• [PASSAGE PROVIDED]:
In 2019 Kopenhaver began scrawling in black paint on discarded mattresses she found on the street the message She Was Last Seen. Adopting the almost cliche media phrase used to describe missing persons (usually women) with the implication of violence. Through a blend of public installation and documentary photography Kopenhaver is able to attack our awareness on two fronts. Those who pass the mattresses in the street get a jarring and brutal reminder that violence is happening around us all the time, even when we may feel safe and our routine becomes mundane. Then through the photographs, she instills the grittiness and isolation of the experience of the victim. The mattress is a perfect substitute for a body, either dead or last known location, suggesting not only violence but sexual motivation as well. 
Kopenhaver was rightly appalled by the events surrounding the Jeffrey Epstein and Ghislaine Maxwell sex trafficking and child rape case that sullied the headlines in 2020 and that outrage spurred her next art piece. With a white bedsheet with the messy black painted words, EPSTEIN IS THE WORST KIND OF VIRUS (her predator banner) she hung it outside his home and frequented places. Kopenhaver's research led her to uncover "the institutional corruption that procures and protects such atrocities and psychopathic personalities." This desire to reveal and dismantle power structures that protect the predators among us runs deeply through every piece of her portfolio. 
Kopenhaver's work pulls together all the threads of a million subtle bits of knowledge that we keep shoved in the back of our minds and weaves them into a tapestry of unavoidable truth. She uses the language of fashion (bought, sold, value) to sell awareness and instigate change through that awareness. Kopenhaver's entire portfolio holds a desire to reawaken the viewer to the ugly aspects of our world that we are taught to ignore, accept or simply make us uncomfortable. She encourages us to be loud and steadfast in our stance against the powers that be and leads through example. Kopenhaver is able to successfully use the language of our media and news outlets to remind us that we have become accustomed to dismissing atrocities and to challenge those power dynamics that enable them to keep occurring. Whether it is a performance outside a sexual predator's Manhattan home or a repurposed handbag, her voice doesn't quiver.

• [GIVEN MATERIAL]:

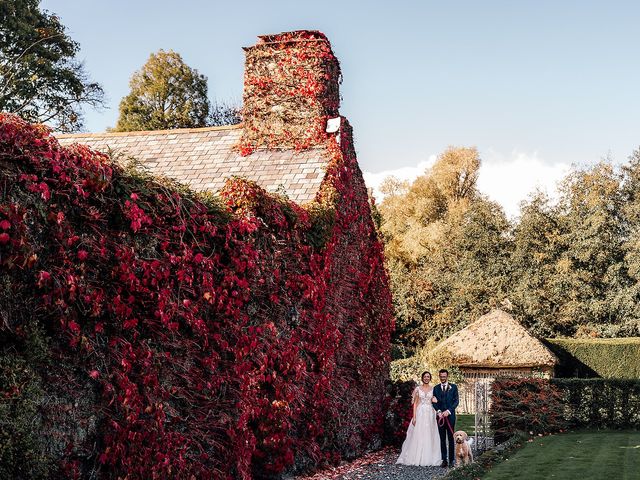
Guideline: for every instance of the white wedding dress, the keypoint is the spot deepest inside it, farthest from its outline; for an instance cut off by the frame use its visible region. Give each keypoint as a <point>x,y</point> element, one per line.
<point>422,445</point>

• [EXERCISE BRIEF]: Update the stretch of the passage on Kopenhaver's art that opens with "Kopenhaver was rightly" and closes with "of her portfolio.", putting "bed sheet" in place of "bedsheet".

• [THE ANSWER]:
Kopenhaver was rightly appalled by the events surrounding the Jeffrey Epstein and Ghislaine Maxwell sex trafficking and child rape case that sullied the headlines in 2020 and that outrage spurred her next art piece. With a white bed sheet with the messy black painted words, EPSTEIN IS THE WORST KIND OF VIRUS (her predator banner) she hung it outside his home and frequented places. Kopenhaver's research led her to uncover "the institutional corruption that procures and protects such atrocities and psychopathic personalities." This desire to reveal and dismantle power structures that protect the predators among us runs deeply through every piece of her portfolio.